▶ **Input data**:
_ _ _ _ _ _ _
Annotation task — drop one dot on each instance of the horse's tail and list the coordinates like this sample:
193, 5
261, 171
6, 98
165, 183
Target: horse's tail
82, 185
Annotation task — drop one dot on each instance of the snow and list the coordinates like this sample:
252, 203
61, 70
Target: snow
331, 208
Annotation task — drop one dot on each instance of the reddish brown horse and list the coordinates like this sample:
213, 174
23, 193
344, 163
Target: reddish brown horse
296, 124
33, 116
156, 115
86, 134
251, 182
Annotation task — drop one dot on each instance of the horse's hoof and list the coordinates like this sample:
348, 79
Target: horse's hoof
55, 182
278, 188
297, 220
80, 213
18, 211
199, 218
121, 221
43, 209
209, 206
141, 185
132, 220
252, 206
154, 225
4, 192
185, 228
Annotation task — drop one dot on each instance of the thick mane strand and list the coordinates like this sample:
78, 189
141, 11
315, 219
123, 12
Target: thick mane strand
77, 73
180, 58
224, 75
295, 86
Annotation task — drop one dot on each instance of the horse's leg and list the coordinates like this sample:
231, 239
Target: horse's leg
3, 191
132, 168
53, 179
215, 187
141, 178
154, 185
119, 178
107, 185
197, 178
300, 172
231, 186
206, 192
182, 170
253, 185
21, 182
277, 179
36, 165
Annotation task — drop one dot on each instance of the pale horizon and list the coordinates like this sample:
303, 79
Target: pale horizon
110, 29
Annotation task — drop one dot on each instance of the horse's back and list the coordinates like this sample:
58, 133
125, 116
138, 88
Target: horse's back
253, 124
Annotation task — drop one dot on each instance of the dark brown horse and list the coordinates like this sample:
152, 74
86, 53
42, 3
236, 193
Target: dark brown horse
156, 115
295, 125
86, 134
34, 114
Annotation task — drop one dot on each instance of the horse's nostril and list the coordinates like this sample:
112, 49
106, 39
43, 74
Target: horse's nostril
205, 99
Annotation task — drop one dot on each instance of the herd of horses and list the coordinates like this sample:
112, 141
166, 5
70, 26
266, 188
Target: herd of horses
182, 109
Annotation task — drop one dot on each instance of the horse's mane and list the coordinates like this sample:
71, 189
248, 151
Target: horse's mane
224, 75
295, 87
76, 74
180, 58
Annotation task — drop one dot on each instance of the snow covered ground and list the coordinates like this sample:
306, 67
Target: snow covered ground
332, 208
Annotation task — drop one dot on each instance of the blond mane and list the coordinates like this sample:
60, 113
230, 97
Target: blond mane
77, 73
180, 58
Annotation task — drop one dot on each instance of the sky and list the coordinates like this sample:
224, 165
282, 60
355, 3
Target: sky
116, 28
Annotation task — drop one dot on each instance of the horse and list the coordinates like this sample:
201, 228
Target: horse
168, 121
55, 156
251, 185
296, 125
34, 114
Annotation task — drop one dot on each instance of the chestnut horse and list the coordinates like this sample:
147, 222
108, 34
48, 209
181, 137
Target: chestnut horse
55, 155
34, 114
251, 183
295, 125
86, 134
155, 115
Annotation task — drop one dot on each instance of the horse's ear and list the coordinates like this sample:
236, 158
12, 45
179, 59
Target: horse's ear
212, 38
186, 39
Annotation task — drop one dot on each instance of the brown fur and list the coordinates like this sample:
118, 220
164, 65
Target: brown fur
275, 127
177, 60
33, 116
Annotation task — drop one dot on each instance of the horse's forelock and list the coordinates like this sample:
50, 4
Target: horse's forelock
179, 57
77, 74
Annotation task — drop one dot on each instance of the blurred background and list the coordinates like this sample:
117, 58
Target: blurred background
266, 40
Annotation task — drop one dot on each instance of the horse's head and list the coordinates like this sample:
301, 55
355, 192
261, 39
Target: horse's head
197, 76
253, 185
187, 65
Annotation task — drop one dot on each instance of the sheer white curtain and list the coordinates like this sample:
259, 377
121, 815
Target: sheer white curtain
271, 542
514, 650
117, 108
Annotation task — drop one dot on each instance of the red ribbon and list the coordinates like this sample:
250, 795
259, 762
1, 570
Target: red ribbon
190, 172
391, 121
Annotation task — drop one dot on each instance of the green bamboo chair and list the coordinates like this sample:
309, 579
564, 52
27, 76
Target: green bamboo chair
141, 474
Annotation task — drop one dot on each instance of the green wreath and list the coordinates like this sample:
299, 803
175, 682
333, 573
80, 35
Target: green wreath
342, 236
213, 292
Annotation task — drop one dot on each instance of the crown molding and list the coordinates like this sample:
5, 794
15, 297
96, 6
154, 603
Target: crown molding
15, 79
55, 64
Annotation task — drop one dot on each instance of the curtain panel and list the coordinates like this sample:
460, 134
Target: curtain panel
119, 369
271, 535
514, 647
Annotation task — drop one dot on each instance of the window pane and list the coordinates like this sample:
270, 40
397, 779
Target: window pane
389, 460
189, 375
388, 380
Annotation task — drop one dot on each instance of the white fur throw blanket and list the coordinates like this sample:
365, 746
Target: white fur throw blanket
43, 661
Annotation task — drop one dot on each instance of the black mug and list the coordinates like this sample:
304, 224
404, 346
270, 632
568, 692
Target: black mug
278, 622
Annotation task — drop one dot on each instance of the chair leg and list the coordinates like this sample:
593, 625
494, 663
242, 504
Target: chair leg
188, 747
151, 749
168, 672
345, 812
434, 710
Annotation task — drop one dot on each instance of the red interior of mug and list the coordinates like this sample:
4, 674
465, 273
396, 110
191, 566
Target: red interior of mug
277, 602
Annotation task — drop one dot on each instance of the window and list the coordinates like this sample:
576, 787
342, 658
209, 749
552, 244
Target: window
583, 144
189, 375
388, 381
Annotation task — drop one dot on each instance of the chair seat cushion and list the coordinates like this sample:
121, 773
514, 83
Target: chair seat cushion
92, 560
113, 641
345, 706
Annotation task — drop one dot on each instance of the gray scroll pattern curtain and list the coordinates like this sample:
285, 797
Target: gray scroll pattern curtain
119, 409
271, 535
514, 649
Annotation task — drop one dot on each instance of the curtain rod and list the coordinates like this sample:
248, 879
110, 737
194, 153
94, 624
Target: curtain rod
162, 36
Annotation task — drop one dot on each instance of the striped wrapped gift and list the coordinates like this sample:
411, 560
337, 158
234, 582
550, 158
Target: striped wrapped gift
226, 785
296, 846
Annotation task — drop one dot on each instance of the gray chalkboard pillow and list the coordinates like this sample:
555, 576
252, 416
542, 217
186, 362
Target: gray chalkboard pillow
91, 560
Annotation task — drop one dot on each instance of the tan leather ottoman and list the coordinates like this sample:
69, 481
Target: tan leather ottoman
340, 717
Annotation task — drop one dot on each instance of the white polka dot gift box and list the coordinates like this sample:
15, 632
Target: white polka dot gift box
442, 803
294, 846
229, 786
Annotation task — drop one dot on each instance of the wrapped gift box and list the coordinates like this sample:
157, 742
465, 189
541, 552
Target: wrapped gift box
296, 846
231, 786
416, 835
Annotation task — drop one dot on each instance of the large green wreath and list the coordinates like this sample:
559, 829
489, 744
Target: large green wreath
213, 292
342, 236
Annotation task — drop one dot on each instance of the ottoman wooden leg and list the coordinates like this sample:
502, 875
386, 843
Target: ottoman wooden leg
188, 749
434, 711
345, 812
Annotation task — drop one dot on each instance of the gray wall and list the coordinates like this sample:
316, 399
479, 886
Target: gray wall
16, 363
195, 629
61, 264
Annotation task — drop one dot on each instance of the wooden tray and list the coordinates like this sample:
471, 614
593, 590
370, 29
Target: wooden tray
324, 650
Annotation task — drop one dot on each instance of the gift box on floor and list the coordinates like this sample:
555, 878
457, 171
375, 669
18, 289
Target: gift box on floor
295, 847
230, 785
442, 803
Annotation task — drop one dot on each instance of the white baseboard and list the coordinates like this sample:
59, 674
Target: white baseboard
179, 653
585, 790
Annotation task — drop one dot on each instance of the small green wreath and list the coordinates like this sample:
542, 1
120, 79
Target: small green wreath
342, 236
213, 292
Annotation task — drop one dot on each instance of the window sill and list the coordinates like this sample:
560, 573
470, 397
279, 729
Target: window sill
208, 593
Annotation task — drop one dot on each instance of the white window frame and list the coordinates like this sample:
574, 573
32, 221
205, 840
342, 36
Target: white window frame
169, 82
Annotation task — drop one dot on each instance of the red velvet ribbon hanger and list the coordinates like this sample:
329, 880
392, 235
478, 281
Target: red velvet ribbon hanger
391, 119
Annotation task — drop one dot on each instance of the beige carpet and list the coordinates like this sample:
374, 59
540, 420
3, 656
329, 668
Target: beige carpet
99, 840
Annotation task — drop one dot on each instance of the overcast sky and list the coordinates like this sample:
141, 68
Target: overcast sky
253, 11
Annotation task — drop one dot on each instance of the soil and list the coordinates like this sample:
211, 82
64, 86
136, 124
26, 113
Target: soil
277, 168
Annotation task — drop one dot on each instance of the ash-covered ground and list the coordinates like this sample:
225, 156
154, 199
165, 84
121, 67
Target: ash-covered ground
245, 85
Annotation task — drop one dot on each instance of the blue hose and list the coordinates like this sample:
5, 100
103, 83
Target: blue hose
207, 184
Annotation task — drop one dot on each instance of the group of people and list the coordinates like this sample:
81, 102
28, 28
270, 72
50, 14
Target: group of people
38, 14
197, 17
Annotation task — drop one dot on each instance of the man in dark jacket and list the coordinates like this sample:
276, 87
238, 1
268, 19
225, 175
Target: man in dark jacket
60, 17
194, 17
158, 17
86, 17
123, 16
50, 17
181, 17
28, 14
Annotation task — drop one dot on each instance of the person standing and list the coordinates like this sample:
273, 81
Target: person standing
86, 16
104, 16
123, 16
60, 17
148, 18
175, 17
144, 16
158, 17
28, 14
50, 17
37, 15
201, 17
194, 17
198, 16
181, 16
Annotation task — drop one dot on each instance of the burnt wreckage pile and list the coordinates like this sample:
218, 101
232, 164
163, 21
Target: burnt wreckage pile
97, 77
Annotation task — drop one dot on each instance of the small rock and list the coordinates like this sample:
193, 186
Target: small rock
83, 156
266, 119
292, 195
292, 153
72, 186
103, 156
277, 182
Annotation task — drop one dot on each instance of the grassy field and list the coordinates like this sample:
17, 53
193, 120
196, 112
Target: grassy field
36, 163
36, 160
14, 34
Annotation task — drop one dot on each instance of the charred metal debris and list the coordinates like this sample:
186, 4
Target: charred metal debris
_ _ _ _ _ _ _
The string "debris" marks the lines to return from the material. Copy each one.

▶ **Finished task**:
Annotation task — drop one dot on each instance of the charred metal debris and list the coordinates like this sample:
Target: charred metal debris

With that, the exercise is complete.